• Exercise aim: Rewrite the listing below with every "photo" replaced by "image" and nothing else changed. Omit the pictures from your output.

○ ○ ○ ○ ○

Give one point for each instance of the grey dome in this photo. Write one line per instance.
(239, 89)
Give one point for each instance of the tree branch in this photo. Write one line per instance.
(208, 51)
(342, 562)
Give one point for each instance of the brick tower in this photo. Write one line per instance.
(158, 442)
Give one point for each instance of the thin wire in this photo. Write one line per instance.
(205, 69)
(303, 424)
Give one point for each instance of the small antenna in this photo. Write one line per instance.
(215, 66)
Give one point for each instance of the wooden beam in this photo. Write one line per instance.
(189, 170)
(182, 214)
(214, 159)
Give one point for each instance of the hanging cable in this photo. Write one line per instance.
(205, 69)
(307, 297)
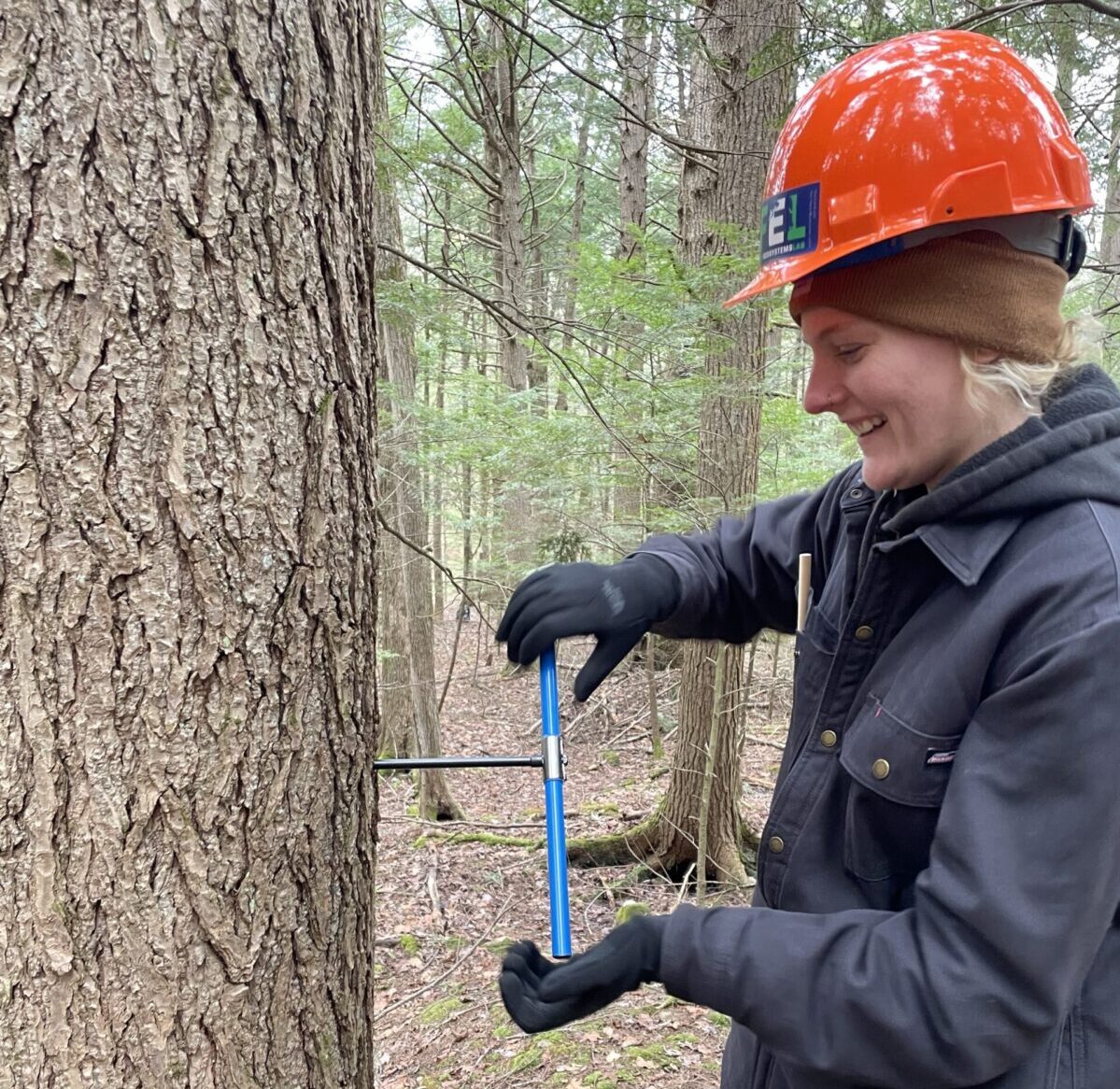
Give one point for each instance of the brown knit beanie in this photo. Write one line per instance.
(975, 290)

○ ○ ○ ○ ○

• Reply to the task:
Give one point for each instance of the grey dome in this image. Write one line per instance.
(239, 89)
Give one point for each instance of the tree branch in this image. Write one line per instance.
(208, 51)
(342, 562)
Give one point for each instance of the brick tower in this image. Write one line per instance.
(158, 442)
Give one point for each instance of the thin wire in this image. Write one line per instance.
(205, 69)
(303, 424)
Give one point for each instance of the small antenna in this image. Write one line per instance.
(215, 66)
Give one point for each instance of the wooden beam in this image. Write one line per instance.
(189, 170)
(182, 214)
(214, 159)
Give one point for each instance of the hanging cable in this image. Write one line per instance.
(205, 69)
(307, 297)
Give one point for each instance of the brown knit beanie in this image. Write one line per instance.
(975, 290)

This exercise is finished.